**Brief**
Across all the records below, how many lines contain "instance"? Respond with only the number.

═════ Provided data

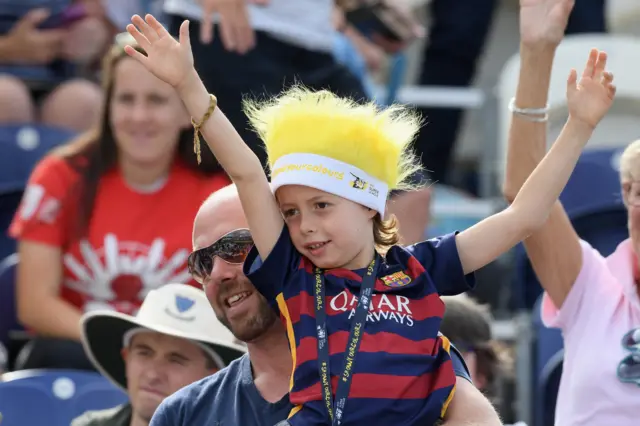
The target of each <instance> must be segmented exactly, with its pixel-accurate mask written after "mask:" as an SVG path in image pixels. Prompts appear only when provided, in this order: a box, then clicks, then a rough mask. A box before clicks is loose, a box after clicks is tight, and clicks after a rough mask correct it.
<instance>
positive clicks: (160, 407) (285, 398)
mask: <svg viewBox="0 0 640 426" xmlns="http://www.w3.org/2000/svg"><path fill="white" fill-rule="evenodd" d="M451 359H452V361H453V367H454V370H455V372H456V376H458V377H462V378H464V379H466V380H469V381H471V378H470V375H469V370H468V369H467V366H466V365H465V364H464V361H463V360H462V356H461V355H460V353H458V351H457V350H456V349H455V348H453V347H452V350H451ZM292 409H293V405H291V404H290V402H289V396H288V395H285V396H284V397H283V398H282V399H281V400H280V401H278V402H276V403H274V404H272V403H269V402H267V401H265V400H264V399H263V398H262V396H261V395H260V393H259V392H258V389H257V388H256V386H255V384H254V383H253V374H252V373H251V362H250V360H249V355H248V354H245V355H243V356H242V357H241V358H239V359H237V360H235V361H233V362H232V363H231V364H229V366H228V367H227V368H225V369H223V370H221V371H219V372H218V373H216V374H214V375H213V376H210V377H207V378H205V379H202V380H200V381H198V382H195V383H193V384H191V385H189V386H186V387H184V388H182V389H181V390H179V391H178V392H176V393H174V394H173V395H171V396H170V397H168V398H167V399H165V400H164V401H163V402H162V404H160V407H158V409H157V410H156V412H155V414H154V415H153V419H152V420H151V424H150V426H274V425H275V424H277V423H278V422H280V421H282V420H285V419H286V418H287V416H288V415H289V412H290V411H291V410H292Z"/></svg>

══════════
═════ Provided data

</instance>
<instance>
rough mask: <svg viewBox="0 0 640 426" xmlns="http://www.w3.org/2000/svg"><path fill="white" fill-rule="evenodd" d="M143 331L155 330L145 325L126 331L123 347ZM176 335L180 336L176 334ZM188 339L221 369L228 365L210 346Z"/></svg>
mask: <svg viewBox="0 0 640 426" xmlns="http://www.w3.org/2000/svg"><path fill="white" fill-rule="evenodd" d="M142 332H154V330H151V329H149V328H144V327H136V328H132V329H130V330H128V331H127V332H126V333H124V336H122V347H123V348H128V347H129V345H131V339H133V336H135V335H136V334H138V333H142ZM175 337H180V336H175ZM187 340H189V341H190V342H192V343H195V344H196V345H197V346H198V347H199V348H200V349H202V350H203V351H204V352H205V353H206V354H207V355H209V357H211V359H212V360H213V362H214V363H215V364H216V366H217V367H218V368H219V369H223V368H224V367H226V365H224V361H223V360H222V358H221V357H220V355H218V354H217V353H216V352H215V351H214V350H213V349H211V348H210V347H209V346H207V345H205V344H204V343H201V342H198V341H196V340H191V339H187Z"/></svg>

══════════

**Exercise answer**
4